--- Start Stored records ---

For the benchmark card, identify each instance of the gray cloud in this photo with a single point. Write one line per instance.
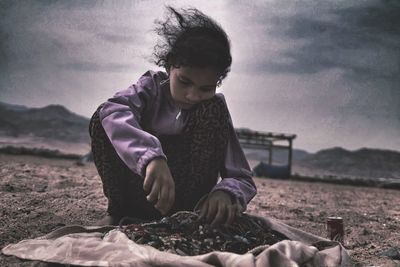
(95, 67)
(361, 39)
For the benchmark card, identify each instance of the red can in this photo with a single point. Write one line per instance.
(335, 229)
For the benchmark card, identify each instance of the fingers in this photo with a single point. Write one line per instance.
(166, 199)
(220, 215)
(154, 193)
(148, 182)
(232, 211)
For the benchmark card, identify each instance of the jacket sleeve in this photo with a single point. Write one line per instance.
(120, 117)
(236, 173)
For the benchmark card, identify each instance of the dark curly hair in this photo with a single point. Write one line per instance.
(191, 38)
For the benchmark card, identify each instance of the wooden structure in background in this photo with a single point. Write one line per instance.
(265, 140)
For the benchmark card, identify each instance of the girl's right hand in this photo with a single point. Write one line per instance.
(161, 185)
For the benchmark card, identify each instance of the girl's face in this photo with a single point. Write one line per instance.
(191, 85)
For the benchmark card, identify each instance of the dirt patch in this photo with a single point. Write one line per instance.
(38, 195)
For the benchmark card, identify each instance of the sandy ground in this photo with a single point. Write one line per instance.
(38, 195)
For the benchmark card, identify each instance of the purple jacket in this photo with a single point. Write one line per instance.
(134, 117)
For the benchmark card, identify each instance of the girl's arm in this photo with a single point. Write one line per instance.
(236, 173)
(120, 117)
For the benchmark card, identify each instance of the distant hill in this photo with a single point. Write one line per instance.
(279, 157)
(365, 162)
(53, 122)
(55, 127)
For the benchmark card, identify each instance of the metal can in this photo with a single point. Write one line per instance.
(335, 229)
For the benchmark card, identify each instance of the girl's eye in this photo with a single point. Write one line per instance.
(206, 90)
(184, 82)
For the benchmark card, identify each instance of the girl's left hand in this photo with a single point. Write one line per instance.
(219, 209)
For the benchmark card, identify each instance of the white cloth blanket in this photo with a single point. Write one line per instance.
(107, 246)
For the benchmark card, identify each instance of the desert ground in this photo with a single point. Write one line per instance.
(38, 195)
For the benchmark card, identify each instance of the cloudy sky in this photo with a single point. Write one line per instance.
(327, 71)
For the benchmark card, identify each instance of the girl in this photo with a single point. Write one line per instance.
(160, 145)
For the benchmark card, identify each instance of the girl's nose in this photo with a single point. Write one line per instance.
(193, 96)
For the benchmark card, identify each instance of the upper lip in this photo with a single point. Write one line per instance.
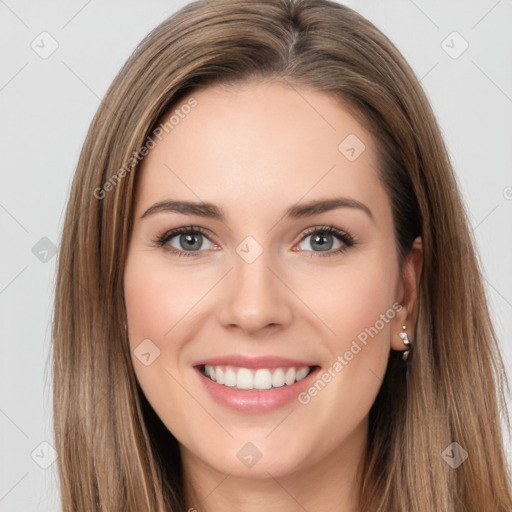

--- End Stored records ---
--- Start Stored records ---

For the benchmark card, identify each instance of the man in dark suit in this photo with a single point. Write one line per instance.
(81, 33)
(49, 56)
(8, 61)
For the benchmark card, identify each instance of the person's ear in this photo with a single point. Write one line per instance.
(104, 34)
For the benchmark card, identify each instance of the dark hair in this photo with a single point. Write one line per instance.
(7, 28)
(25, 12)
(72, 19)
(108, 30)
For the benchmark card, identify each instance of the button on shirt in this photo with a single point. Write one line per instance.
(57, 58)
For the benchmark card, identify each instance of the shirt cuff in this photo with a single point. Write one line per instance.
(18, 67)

--- End Stored records ---

◆ Required task
Please quote the stretch of lines from the one containing "For the benchmark card, identify each instance of the girl in" through the one containing "For the benchmark card, identify each instance of the upper", both included.

◆ Full solution
For the benchmark card, identify each instance of the girl in this photo with a single point. Write one line per instance.
(160, 145)
For the benchmark card, identify each instance of the girl's nose in this photo with a single point. Write one line per instance.
(193, 96)
For the benchmark card, identify each instance of the upper lip in this photo with a single point. Write one line per instance.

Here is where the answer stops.